■ 練習問題:
a - ぽんこちゃんの子育て日記のうち、「保育園への登園をしぶることもあるぽんこちゃん(左)」から始まり「を拒むことがよくありました。」で終わる部分を、一字一句違えずに書き写してもらえますか?
b - 保育園を休むことになったぽんこちゃんの子育て日記について、本文の最後の文の後から続きを書いてもらえますか?

::: 課題文

ぽんこちゃんと映画館へ…最後まで見られるかな?〈古泉智浩さんの子育て日記〉40

(2023年2月17日付 東京新聞朝刊)

保育園への登園をしぶることもあるぽんこちゃん(左)

アニメなら大丈夫と思ったが…

 保育園に通うぽんこちゃんが、またしても園で新型コロナウイルスの濃厚接触者になってしまいました。今回は土日を挟まなかったため、丸々1週間お休みしました。

 実はここ最近、「ぽんこちゃん、ほいくえんだいすきじゃないんだ」と、朝の登園を拒むことがよくありました。

 「きょうはおやすみ?」

 普段は土曜保育もお願いしているので、ほぼ毎日、お休みではありません。濃厚接触でお休みが続いた間、その質問に「お休みだよ」と答えると、「やったー」とうれしそうにしていました。

::::::
::: 提供データ

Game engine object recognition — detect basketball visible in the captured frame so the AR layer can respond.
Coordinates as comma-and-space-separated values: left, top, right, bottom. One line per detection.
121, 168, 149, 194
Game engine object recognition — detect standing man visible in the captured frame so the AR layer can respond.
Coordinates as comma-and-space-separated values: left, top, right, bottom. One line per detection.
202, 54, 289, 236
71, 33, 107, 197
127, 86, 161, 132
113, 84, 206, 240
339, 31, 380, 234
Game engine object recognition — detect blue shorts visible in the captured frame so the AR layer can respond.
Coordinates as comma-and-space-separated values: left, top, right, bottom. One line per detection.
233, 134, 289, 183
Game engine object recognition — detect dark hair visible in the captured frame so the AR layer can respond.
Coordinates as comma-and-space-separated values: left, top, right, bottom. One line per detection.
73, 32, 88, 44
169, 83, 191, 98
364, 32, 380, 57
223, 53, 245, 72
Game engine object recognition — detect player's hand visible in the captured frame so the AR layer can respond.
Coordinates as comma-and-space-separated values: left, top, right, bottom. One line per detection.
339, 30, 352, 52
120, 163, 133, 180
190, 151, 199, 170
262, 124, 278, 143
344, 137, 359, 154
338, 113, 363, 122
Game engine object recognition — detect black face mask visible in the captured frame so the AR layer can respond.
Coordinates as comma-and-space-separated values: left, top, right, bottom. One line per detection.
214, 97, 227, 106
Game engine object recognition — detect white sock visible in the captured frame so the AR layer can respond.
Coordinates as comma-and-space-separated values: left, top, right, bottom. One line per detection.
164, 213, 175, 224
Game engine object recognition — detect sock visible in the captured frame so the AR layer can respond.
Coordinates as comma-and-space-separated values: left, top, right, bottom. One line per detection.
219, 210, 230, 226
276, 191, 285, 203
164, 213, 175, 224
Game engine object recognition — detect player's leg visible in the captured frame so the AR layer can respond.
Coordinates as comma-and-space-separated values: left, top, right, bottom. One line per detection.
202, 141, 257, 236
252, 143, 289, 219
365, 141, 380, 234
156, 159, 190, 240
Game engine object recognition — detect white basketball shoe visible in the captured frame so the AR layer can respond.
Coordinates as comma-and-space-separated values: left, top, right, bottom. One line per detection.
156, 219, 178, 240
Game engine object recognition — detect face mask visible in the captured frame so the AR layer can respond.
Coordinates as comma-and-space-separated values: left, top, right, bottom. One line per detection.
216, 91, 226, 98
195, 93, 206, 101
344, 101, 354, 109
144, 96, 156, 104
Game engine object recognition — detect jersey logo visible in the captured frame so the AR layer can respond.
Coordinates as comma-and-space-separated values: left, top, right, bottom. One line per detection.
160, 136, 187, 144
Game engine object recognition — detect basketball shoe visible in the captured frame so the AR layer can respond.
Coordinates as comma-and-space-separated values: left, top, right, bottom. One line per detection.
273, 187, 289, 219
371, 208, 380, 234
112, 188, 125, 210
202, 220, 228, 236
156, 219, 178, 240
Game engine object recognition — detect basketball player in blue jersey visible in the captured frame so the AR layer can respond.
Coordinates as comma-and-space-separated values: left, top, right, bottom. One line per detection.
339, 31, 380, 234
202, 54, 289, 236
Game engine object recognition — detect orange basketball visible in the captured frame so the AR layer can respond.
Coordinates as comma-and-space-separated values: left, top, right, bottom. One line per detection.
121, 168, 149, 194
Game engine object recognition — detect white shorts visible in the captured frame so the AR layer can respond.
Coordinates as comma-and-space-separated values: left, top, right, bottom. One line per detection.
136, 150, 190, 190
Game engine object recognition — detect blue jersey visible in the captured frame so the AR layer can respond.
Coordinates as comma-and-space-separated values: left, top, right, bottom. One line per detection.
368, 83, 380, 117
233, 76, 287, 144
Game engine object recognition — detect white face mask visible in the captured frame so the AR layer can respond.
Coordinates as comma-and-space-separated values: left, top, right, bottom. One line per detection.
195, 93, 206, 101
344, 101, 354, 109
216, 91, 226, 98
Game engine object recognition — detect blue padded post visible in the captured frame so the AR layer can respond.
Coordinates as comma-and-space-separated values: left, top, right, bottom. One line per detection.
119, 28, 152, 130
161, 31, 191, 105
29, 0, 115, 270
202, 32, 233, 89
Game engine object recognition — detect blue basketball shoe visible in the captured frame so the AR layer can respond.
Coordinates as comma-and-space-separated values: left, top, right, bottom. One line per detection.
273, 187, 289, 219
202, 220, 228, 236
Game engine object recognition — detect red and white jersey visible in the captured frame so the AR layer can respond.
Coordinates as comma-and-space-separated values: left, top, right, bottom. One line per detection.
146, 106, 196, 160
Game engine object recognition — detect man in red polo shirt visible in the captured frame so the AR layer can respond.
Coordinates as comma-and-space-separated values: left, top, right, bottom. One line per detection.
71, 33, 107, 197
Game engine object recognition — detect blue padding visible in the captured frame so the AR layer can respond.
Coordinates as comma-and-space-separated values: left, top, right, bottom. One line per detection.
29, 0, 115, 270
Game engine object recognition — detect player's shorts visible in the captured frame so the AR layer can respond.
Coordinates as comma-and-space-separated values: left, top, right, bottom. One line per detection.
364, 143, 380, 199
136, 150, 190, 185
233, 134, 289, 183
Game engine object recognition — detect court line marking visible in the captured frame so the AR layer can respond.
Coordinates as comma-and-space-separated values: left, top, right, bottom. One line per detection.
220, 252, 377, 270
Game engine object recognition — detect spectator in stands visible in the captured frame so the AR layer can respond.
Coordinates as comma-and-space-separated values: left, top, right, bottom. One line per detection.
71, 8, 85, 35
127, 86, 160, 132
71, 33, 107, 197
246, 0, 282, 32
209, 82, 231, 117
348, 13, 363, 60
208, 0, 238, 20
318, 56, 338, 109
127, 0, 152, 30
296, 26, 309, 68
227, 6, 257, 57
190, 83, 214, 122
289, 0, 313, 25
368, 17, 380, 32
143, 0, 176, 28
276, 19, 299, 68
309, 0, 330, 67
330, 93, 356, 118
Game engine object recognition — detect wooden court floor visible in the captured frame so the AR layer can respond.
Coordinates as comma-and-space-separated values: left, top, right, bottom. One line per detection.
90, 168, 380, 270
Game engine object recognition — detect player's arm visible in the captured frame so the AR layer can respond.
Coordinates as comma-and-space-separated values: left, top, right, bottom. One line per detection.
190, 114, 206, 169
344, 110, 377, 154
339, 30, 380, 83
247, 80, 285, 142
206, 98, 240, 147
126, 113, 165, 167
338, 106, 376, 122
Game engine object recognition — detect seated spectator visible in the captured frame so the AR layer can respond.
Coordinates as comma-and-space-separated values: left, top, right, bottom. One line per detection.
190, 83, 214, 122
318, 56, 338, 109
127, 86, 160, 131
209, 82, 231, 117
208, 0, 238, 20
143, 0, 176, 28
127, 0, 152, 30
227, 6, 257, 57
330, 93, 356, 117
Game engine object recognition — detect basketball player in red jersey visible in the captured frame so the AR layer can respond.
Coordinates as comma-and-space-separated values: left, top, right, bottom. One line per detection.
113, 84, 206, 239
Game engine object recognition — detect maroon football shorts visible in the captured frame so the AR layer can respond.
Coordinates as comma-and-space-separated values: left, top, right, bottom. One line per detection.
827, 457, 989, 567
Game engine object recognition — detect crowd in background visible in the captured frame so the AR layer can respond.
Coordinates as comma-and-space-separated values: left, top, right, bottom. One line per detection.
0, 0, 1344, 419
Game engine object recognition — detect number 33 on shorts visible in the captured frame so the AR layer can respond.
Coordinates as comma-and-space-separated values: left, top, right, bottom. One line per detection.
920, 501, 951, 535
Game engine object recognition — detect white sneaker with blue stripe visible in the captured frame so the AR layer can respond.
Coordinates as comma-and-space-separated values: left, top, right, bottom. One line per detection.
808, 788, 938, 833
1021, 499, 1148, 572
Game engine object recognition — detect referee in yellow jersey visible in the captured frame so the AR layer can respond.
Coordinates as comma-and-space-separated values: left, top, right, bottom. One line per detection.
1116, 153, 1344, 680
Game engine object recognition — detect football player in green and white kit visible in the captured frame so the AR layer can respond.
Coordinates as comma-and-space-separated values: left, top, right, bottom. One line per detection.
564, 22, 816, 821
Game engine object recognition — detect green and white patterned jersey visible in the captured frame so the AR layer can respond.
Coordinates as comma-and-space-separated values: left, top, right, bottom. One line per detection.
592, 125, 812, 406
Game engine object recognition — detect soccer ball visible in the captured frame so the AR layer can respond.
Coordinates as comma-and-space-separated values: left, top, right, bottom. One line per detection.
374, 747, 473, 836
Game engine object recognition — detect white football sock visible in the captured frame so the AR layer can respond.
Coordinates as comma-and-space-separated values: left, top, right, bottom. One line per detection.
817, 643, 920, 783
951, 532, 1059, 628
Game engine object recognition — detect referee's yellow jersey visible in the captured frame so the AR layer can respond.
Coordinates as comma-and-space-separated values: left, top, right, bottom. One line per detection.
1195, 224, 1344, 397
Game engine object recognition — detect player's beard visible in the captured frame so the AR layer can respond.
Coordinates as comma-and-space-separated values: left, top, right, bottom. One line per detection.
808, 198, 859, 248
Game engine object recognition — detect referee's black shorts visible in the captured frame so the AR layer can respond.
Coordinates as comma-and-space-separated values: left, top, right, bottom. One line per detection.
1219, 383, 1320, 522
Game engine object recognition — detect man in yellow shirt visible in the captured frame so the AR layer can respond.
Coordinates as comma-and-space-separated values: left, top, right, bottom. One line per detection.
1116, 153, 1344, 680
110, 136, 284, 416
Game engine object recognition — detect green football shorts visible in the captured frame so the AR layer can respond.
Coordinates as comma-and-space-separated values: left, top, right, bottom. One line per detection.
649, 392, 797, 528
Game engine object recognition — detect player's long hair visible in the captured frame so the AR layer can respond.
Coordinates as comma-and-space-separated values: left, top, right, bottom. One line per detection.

::::::

■ 解答:
a -
保育園への登園をしぶることもあるぽんこちゃん(左)

アニメなら大丈夫と思ったが…

 保育園に通うぽんこちゃんが、またしても園で新型コロナウイルスの濃厚接触者になってしまいました。今回は土日を挟まなかったため、丸々1週間お休みしました。

 実はここ最近、「ぽんこちゃん、ほいくえんだいすきじゃないんだ」と、朝の登園を拒むことがよくありました。

b -
 しかし、僕も仕事があるわけで、午前中の面倒を見て、午後はママやおばあちゃんにお願いするなど、分担してなんとかやり過ごすしかありません。今年は雪が多く、公園に連れて行っても誰も遊んでいません。

 そこで、「金の国 水の国」というアニメ映画を見に行きました。ぽんこちゃんは家では大人と一緒にドラマも見ています。かわいらしい絵のアニメなら大丈夫かなと思ったのですが、全然小さい子向けではないため、少しすると「ジュースがのみたい」と外に出たがりはじめました。

小声で「もう少しで終わるから」

 でも、せっかくお金を払った以上、最後まで見たいではないですか。「もう少しで終わるから」と小声で言い聞かせました。そんなことが何度も繰り返され、ようやくエンドロールになった途端、ぽんこちゃんは席を立って廊下に出ました。この映画はエンドロールも絵がゆっくりとスクロールしていて、僕はそれも最後まで見たかったのです。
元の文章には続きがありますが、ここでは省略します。